_To do_.
Copy out the lines below, from the line containing "the bike handlebar" through the end of the records, requests included. Multiply every coordinate in the answers by 1.4 and round to whole numbers, with halves rounding up.

[Records]
○ ○ ○

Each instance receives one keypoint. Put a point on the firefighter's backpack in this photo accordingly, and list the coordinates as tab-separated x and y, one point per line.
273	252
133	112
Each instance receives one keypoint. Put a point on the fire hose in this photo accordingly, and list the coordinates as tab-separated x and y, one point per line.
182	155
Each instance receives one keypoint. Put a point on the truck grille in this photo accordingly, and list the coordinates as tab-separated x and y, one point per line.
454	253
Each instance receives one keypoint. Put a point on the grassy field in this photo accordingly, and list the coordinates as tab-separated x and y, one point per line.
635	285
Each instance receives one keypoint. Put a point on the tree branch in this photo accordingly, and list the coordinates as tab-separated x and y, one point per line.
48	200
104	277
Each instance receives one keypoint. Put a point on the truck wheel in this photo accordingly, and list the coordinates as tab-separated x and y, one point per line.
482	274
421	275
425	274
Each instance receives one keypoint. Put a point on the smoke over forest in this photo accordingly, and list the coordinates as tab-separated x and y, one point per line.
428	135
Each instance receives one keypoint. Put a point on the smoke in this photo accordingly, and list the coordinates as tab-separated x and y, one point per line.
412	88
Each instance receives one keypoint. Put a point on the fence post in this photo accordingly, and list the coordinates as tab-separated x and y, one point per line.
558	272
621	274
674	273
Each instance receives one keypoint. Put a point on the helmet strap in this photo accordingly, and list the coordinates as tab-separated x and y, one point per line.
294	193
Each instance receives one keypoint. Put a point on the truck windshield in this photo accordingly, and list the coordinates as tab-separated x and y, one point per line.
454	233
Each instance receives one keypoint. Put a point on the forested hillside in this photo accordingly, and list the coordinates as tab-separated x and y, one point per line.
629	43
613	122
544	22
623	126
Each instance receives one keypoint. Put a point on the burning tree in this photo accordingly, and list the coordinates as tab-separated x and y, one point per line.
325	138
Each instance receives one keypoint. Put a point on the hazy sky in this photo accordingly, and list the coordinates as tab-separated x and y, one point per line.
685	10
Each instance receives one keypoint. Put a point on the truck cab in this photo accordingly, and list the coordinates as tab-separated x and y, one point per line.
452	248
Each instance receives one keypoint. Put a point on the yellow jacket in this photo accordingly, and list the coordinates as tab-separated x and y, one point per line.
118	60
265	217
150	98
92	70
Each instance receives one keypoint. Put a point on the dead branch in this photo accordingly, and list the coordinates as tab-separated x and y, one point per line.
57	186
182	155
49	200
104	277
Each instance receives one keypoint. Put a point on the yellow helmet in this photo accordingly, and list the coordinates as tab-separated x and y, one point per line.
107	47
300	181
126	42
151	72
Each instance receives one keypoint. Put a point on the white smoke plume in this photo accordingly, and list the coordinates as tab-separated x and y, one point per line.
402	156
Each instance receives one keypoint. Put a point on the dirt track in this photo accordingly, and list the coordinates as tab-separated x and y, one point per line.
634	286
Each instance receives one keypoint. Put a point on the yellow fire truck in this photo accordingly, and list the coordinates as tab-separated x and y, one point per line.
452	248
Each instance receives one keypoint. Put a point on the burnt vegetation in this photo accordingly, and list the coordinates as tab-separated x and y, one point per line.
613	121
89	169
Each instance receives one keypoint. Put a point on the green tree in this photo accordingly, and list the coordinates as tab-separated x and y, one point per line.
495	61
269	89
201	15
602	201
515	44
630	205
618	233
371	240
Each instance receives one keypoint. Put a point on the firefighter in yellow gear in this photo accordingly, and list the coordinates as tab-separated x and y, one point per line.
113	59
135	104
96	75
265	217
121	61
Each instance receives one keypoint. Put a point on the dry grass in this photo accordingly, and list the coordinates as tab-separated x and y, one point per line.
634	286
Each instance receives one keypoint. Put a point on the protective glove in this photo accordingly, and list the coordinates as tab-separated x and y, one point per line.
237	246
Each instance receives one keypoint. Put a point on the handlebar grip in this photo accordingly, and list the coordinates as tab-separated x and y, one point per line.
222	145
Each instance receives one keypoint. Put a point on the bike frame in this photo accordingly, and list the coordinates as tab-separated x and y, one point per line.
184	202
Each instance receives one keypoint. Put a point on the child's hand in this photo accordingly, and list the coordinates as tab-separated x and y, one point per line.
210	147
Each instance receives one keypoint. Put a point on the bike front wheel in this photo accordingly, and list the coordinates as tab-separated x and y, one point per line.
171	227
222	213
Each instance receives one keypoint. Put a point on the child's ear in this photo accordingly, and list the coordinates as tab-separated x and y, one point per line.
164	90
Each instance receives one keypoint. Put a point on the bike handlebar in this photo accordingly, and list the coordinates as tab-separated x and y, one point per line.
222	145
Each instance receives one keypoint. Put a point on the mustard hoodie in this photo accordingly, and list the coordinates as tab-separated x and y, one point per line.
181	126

○ ○ ○

_Problem solution_.
Each instance receives one keypoint. Put a point on the bike handlebar in this photo accordingly, and list the coordinates as tab-separated x and y, one point per line.
311	203
Each instance receives one keypoint. Put a point on the mustard hoodie in this photo accordingly, and list the coordinates as tab-separated x and y, one point per line.
253	176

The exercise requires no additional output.